Dostarczony tekst:
Premier Donald Tusk leci dziś do Brukseli. Weźmie tam udział w konferencji dotyczącej bezpieczeństwa energetycznego z udziałem szefa KE Jose Barroso i spotka się z przewodniczącym Rady Europejskiej Hermanem van Rompuyem.
Premier w Brukseli wygłosi przemówienie podczas sesji zamknięcia konferencji "Tworząc strategię europejskiego bezpieczeństwa energetycznego". Ten temat jest w Europie szeroko dyskutowany w kontekście ostatnich wydarzeń na Ukrainie.

Wyzwania:
1) Przepisz wiernie fragment tekstu o wizycie premiera w Brukseli: zacznij od słów „Premier Donald Tusk” i zakończ na słowach „wydarzeń na Ukrainie.”.
2) Podczas której sesji konferencji premier ma wygłosić przemówienie według tekstu o wizycie w Brukseli?

Zapisane dane:

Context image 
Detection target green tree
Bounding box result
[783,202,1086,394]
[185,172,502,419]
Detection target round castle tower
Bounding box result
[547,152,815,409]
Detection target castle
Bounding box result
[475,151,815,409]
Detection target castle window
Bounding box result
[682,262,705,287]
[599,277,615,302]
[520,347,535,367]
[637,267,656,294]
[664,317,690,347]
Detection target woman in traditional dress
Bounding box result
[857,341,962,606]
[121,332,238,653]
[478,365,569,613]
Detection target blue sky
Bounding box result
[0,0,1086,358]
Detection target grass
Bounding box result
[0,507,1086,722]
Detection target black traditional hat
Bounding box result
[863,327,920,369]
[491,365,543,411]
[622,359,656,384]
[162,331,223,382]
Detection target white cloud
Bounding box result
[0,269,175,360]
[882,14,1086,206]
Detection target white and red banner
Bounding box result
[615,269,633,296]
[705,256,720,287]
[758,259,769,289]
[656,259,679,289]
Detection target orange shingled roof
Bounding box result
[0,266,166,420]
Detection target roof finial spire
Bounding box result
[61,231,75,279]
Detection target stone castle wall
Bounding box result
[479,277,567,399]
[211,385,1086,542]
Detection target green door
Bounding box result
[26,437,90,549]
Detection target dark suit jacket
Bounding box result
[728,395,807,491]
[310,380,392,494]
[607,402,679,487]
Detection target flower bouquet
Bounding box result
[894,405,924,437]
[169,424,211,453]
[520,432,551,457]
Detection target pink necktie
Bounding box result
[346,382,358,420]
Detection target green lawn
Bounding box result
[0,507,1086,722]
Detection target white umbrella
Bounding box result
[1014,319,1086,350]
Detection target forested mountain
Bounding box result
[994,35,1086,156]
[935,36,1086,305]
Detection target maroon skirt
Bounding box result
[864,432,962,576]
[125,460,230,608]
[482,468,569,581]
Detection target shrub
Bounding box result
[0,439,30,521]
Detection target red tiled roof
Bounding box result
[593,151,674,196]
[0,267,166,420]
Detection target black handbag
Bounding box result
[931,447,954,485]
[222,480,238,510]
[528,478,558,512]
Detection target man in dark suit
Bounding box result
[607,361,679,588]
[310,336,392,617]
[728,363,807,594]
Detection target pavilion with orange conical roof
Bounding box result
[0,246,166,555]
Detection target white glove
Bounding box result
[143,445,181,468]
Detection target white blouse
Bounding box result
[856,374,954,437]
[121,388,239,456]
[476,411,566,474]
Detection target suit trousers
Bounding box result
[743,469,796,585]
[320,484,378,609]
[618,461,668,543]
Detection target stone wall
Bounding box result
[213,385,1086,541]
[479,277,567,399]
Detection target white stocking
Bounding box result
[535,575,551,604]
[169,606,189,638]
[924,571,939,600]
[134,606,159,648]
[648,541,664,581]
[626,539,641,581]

W odpowiedzi:
1)
Premier Donald Tusk leci dziś do Brukseli. Weźmie tam udział w konferencji dotyczącej bezpieczeństwa energetycznego z udziałem szefa KE Jose Barroso i spotka się z przewodniczącym Rady Europejskiej Hermanem van Rompuyem.
Premier w Brukseli wygłosi przemówienie podczas sesji zamknięcia konferencji "Tworząc strategię europejskiego bezpieczeństwa energetycznego". Ten temat jest w Europie szeroko dyskutowany w kontekście ostatnich wydarzeń na Ukrainie.

2) Podczas sesji zamknięcia konferencji.